PROVIDED TEXT.
■ ■ ■

- Coat of arms
- Location of Schönau im Schwarzwald within Lörrach district
- Schönau im Schwarzwald Schönau im Schwarzwald
- Coordinates: 47°47′12″N 07°53′39″E﻿ / ﻿47.78667°N 7.89417°E
- Country: Germany
- State: Baden-Württemberg
- Admin. region: Freiburg
- District: Lörrach

Government
- • Mayor (2020–28): Peter Schelshorn

Area
- • Total: 14.72 km^{2} (5.68 sq mi)
- Elevation: 540 m (1,770 ft)

Population (2022-12-31)
- • Total: 2,417
- • Density: 160/km^{2} (430/sq mi)
- Time zone: UTC+01:00 (CET)
- • Summer (DST): UTC+02:00 (CEST)
- Postal codes: 79677
- Dialling codes: 07673
- Vehicle registration: LÖ
- Website: www.schoenau-im-schwarzwald.de

= Schönau im Schwarzwald =

Schönau im Schwarzwald (/de/, lit. 'Schönau in the Black Forest') is a town in the district of Lörrach in Baden-Württemberg, Germany. It is situated in the Black Forest, on the river Wiese, 35 km northeast of Basel, Switzerland, and 23 km south of Freiburg.

■ ■ ■

(Region annotation entries)

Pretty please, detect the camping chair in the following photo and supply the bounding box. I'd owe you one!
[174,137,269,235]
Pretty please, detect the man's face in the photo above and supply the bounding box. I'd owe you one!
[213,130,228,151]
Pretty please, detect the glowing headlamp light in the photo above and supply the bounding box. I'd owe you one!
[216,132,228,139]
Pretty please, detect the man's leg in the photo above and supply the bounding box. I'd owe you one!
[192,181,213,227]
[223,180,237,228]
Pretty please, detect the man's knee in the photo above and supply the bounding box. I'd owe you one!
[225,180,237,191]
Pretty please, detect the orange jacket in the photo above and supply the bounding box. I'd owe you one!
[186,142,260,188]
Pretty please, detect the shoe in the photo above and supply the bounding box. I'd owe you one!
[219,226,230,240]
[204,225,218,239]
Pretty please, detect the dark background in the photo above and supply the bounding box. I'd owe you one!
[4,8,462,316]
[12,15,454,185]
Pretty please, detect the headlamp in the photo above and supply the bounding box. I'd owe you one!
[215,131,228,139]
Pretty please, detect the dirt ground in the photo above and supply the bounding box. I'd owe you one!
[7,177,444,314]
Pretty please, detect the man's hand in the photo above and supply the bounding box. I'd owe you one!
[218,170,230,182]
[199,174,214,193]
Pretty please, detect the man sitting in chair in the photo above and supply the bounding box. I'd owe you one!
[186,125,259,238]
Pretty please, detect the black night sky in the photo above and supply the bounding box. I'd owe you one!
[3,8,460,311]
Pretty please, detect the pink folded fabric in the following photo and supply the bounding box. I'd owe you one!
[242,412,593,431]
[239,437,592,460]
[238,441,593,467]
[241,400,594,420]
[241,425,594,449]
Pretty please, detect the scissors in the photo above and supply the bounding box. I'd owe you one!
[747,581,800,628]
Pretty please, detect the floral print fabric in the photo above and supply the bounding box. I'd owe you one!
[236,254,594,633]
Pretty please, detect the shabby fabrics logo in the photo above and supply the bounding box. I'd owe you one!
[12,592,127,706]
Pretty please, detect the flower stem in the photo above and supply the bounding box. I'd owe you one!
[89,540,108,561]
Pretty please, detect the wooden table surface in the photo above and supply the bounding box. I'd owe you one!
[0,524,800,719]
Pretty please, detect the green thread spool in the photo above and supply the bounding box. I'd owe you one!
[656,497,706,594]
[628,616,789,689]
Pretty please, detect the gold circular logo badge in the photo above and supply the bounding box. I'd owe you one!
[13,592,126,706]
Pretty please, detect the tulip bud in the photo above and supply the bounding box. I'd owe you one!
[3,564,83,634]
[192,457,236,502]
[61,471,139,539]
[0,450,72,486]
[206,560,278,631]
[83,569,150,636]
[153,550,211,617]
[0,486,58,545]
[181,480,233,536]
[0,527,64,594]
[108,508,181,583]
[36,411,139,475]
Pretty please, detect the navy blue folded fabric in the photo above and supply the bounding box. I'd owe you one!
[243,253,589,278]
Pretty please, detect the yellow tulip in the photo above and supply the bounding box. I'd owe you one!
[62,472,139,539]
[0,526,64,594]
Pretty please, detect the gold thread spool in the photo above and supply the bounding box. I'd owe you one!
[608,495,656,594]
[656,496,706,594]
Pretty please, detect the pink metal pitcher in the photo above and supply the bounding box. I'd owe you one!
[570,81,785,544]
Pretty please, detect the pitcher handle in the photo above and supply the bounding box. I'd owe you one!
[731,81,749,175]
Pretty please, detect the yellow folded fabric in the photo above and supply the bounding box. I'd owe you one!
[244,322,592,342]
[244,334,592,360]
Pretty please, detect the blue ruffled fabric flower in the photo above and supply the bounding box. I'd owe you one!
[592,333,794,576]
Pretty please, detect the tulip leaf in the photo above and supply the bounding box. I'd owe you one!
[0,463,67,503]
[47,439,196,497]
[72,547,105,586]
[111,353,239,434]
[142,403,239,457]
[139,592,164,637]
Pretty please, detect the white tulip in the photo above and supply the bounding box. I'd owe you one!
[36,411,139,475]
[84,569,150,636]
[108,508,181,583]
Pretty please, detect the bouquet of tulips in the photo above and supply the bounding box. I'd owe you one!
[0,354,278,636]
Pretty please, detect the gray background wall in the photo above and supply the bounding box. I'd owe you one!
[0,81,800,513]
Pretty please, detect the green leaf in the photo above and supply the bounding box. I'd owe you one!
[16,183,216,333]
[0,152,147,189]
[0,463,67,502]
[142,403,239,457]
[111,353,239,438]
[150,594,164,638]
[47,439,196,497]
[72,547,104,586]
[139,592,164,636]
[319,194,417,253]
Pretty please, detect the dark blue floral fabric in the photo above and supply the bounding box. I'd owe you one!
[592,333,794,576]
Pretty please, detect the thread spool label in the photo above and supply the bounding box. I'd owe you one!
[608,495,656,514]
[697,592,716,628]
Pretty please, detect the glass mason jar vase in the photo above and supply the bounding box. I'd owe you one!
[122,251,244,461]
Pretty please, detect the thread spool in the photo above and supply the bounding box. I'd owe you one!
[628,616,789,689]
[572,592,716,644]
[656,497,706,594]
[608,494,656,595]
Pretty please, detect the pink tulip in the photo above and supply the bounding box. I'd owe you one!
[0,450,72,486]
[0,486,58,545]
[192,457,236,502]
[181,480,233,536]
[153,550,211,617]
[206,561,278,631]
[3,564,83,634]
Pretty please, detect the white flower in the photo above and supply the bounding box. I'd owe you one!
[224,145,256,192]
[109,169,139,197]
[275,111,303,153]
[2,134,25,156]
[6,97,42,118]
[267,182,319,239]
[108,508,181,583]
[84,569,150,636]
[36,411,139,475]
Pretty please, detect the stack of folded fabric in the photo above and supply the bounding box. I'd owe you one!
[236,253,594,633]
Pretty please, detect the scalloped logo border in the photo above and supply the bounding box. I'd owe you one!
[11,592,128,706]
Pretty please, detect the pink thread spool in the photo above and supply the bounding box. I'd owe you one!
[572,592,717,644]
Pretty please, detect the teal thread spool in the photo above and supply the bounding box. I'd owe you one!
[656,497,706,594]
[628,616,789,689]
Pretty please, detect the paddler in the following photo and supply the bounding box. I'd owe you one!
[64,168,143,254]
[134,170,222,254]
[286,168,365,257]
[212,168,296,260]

■ ■ ■

PROBLEM DETAILS. Using the Schönau im Schwarzwald profile above, decide whether each statement agrees with it. Answer yes or no for each, and quote the deciding words. (a) The town lies on the river Wiese. (b) The town is 23 km northeast of Basel. (c) The town's administrative region is Stuttgart.

TASK RESPONSE.
(a) Yes: "on the river Wiese"
(b) No: "35 km northeast of Basel, Switzerland"
(c) No: "Admin. region: Freiburg"